*The tasks*.
• A. Pick out every line of the rows that contains the word "stone", and copy each one. Matching is case-sensitive.
• B. Write the next part of the post about turning partial paper citations into full bibliography entries, starting right after its final sentence.

*Selection*.
________

Stymied

A few weeks ago, I asked for pointers to something that would translate 400-odd partial paper citations (usually just author names and paper titles) into full bibliography entries.  So far, none of the proposed solutions have worked out:

  1. Bibsonomy’s search only found 2 of the 10 papers I tried it on manually.
  2. JabRef did no better.
  3. CrossRef found none.
  4. The “possibly working Python script” for querying Google Scholar, and my home-grown attempts to do likewise, produced nothing but “your agent isn’t allowed access” messages. (Yes, I’ve included all the same headers that Firefox sends when I do searches manually—doesn’t make a difference. Google, they smart.)
  5. I didn’t get cb2bib to run on Mac OS X. Admittedly, I only tried for ten minutes, but this isn’t a critical path project for me.

*sigh*

6 thoughts on “Stymied

  1. Eric O. LEBIGOT (EOL)

    Sorry to hear that your attempts have not produced much so far… That’s an interesting project!

    With regards to cb2bib, I’d like to point out that it is available via Fink (at least in the unstable branch).

  2. Aldo Chan

    OK, about fooling google with the User-Agent setting (if you’ve tested your script against a local web server you’ll notice that the User-Agent header is still set to urllib-blah-blah) you’ll need to subclass urllib.URLOpener and set the class attribute version to your desired header.

________

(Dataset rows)
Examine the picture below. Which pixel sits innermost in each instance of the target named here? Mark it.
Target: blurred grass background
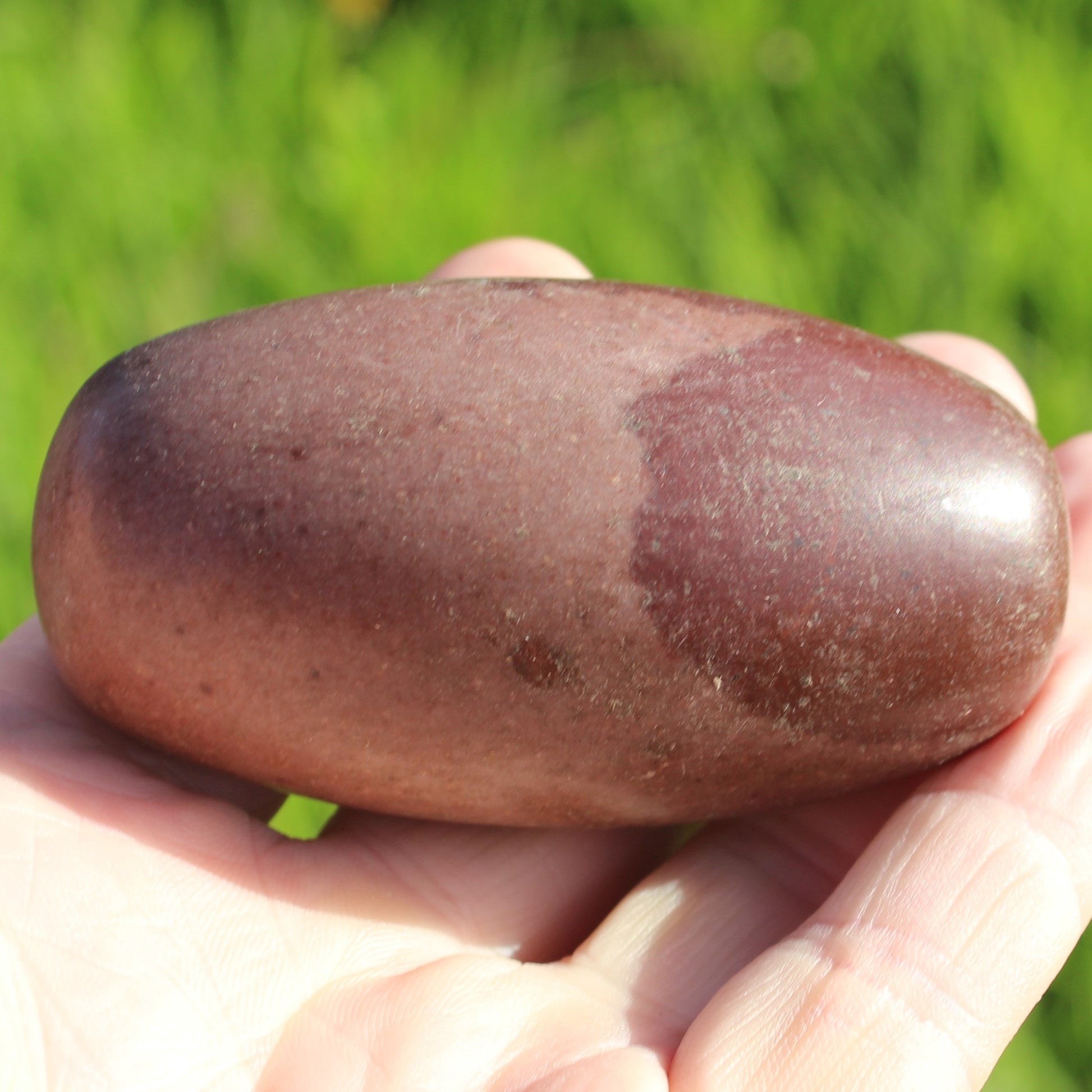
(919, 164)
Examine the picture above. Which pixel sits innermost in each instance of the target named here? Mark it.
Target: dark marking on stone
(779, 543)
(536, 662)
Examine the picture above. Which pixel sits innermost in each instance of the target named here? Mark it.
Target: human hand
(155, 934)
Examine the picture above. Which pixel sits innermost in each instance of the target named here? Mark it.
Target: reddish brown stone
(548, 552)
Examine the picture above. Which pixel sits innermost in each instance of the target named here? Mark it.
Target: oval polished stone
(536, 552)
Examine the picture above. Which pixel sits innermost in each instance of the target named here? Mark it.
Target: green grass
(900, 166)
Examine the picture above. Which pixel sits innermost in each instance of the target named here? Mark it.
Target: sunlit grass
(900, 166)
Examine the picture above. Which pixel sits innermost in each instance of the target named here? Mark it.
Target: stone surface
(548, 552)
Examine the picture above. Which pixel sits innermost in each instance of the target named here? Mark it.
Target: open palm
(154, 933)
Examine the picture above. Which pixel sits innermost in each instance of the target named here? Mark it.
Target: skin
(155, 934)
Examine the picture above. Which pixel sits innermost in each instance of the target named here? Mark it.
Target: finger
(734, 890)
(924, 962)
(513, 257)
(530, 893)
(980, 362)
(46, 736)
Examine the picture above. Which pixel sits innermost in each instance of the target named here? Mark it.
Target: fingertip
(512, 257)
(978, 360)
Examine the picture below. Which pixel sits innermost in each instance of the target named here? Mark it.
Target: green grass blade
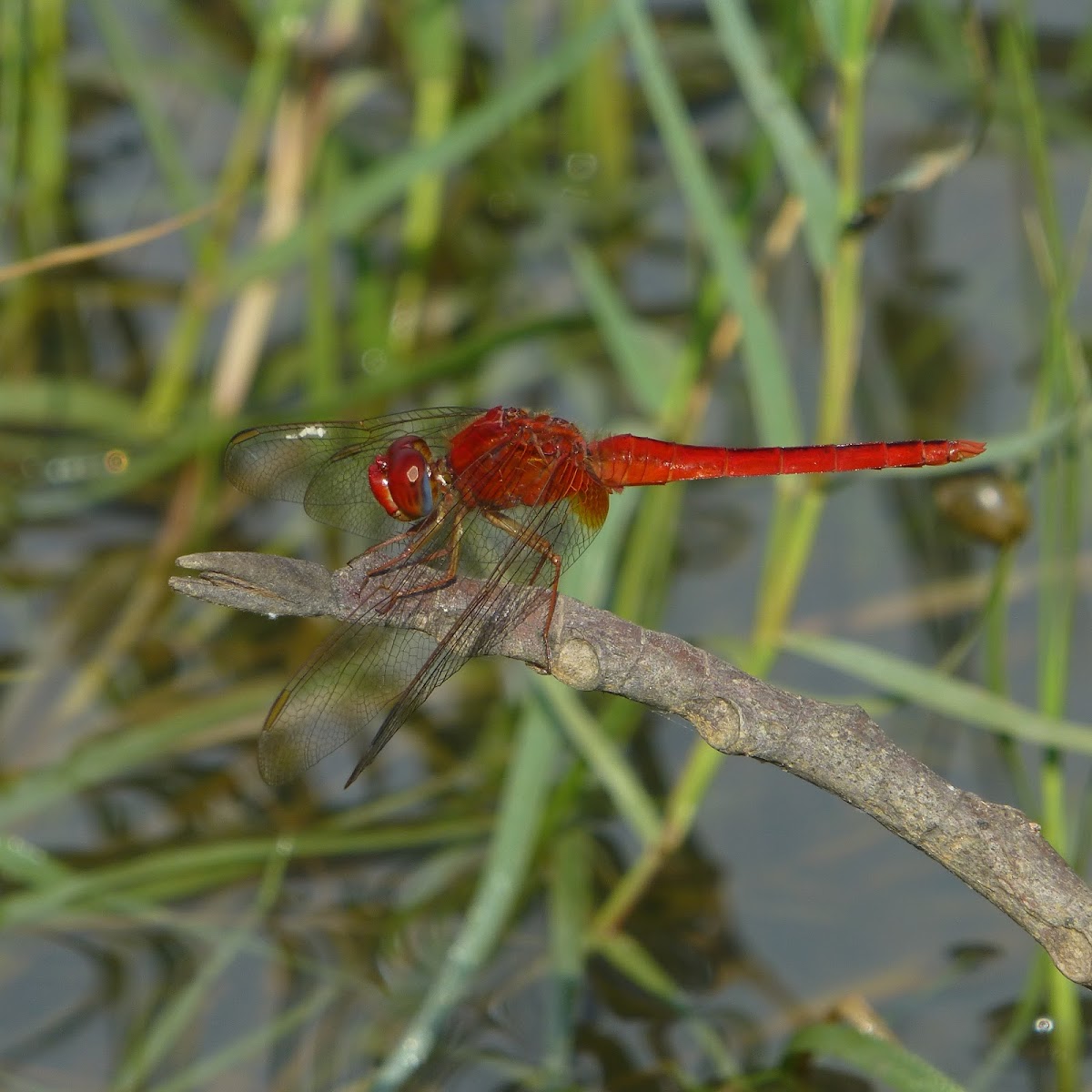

________

*Final results*.
• A.
Target: dark marking on stone
Target: reddish brown stone
Target: oval polished stone
Target: stone surface

• B.
    like this: http://paste.pocoo.org/show/156877/

  3. Tony Wiliams

    Have you considered reverse engineering one of the Mycroft project Firefox search plugins? They include many searches of Google scholar that use various proxies.

    Surely you could build a python script with the hints from one of these.

    // Tony

  4. Nathan

    Have you looked at Mendeley? It’s a pretty nice solution for managing a library of academic papers. One of it’s features is integration with Google Scholar. I’ve found it works pretty well but it does require some manual intervention.

    http://www.mendeley.com/

  5. Jim Graham

    The problem with any script that attempts to scrape Google Scholar is that Scholar detects spikes in activity from your IP (for some value of ‘spikes’) and will send you a Forbidden until you revalidate via CAPTCHA as a human. Scraping and scripts are against the Google ToS.

    AFAIK, this is because Google gives scholar so much less bandwidth than the main search engine and they defend it much more than the regular search engine.

Comments are closed.